## START

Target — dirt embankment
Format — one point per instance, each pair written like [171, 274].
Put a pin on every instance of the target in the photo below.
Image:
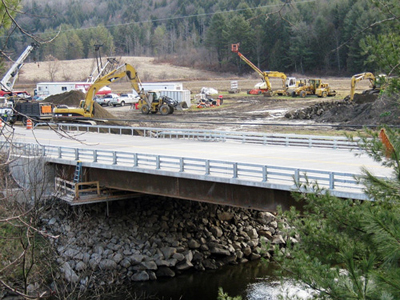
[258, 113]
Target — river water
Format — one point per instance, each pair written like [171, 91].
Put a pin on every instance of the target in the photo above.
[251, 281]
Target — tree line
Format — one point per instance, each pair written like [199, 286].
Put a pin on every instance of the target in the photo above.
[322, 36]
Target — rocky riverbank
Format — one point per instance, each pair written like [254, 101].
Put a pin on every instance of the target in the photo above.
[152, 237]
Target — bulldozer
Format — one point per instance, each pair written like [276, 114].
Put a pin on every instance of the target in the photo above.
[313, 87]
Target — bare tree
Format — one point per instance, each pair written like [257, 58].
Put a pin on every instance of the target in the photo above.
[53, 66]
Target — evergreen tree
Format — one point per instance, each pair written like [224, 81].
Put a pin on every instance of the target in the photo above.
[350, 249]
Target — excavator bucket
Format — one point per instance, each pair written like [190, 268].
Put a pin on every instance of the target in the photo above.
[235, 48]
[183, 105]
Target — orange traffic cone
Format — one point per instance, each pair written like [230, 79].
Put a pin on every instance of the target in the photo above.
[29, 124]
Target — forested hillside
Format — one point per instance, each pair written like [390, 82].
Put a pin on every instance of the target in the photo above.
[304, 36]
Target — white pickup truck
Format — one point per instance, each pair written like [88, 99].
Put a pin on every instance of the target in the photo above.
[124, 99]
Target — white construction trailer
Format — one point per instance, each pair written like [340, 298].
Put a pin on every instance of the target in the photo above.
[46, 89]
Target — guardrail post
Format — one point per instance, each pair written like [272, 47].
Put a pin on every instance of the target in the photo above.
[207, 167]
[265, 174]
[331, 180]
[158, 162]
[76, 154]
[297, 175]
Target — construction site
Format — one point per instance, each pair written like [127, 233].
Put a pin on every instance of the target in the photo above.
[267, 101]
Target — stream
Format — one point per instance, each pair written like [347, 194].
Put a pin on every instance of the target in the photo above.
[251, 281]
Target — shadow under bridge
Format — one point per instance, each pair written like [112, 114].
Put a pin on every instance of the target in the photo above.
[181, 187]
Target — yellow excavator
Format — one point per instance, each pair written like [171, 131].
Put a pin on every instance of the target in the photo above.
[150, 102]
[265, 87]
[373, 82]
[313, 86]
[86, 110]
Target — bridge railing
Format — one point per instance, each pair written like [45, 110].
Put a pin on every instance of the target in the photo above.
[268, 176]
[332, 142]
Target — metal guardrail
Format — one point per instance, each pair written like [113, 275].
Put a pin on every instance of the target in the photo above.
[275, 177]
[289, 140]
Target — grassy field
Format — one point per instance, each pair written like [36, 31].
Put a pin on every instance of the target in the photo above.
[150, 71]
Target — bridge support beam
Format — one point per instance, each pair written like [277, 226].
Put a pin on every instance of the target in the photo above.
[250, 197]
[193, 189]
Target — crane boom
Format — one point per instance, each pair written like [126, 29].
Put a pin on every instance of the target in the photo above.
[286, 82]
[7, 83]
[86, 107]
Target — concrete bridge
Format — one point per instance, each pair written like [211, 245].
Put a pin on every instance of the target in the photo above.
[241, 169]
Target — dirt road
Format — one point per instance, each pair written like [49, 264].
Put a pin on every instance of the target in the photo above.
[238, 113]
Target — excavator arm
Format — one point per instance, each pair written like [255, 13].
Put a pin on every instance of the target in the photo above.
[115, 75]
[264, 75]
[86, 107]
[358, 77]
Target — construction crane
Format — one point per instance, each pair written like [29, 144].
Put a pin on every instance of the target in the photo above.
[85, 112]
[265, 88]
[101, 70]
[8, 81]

## END

**YOUR GOAL:**
Repeat each entry above word for word, leaving every picture out.

**WRITTEN RESPONSE:**
Target — dirt embankment
Format — one point per instance, each pair written like [171, 274].
Put a pin on every instance of the target in the photo below.
Image:
[258, 113]
Target — river water
Format — one point per instance, each pair written like [171, 91].
Put a pin on every instance of the target in the photo above.
[251, 281]
Target — tree line
Format — one point per instance, each pair written like [199, 286].
Put a pin on every instance of the target in the photo above.
[322, 36]
Target — rocky riverbank
Format — one point per instance, each pair written like [254, 101].
Put a pin on every instance of the target in the photo above.
[152, 237]
Target — bulldozer
Format — one point per instance, each pair written like [276, 114].
Put a pin on every instance of the target in the photo above.
[313, 87]
Target — bare tree
Format — one point per instance, each pair written like [257, 58].
Put a pin on every instance of the target in the photo above.
[53, 66]
Target — evergreen tree
Format — one point per instance, each pair written like [224, 81].
Put a pin on every instance of the target in the photo above.
[350, 249]
Target — excavator bucket
Format — one point per instance, each pair written like [190, 268].
Put a pin on every instance of the target in the photo above.
[235, 48]
[183, 105]
Target — orange traffic cone
Format — one point per instance, each pair written like [230, 79].
Put a pin on every instance of the target in the photo above.
[29, 124]
Target — forested hillside
Format — one point per instance, each pair written like [390, 82].
Put a pin on every instance of the target in the photo above.
[304, 36]
Target — white pickup truck
Format — one point per instance, each pair written like [88, 99].
Put a pin on every instance of the target in the photo above.
[124, 99]
Target — white construction trailer
Format — one point per instance, each pair written like [340, 298].
Put a pin on every instance of the target in the photo above.
[46, 89]
Target — guardrail post
Format — one point per instance, each pair written like [272, 47].
Put a pin on every instance of the target in the photo above.
[207, 167]
[265, 174]
[331, 180]
[158, 162]
[76, 154]
[297, 175]
Target — construction site
Format — one point per instance, each pair written like [127, 233].
Put a pin on every instance of the target in the photo above.
[267, 101]
Target — stream
Format — one point per instance, each pair written like [347, 194].
Put a pin on every instance of the target in the photo above.
[251, 281]
Target — shadow under bridge
Format — one point per instance, each pair written like [112, 114].
Put a pin on every instance of the target in the photo above.
[181, 187]
Target — yellow excavator
Format — one point per instance, each pair written like [171, 131].
Put a pin on every instance of the target in the photo above.
[150, 102]
[265, 87]
[373, 82]
[313, 86]
[86, 110]
Target — bridge railing
Format — one point per instance, each pair written like [45, 110].
Put a pin on every instance of the target in the photo above.
[268, 176]
[332, 142]
Target — metal guardrail
Format — one point per instance, each pair written like [113, 275].
Put a pin on every instance of the target in the photo above.
[275, 177]
[289, 140]
Target — grassy field
Format — one point per instance, each pair written like [36, 31].
Put a pin on every instance of the target in the photo above.
[150, 71]
Target — bridge support beam
Format — one point per instance, each pair written like [277, 226].
Put a pin on every instance of the target in the photo above.
[250, 197]
[193, 189]
Target — crane boom
Format — one point per instance, each pair written like [126, 29].
Put a pin on every instance of the target in the photo above.
[286, 82]
[7, 83]
[86, 107]
Target — concrete bridge
Format — one point per instance, each pair written like [211, 245].
Put a pin on every instance of the target in the photo above.
[241, 169]
Target — dirt road
Format — one point per instance, each pair written like [49, 264].
Put a pin on every instance of the target in the photo above.
[238, 113]
Target — excavator arm
Format — one point per instance, each pair written like [255, 13].
Put a pin on every instance of the target in the photo above.
[115, 75]
[264, 75]
[86, 107]
[358, 77]
Target — construction crane
Format — one point per instance, each pair written like [29, 144].
Put a pin on every instance of the target in the photo above.
[85, 112]
[265, 88]
[101, 70]
[8, 81]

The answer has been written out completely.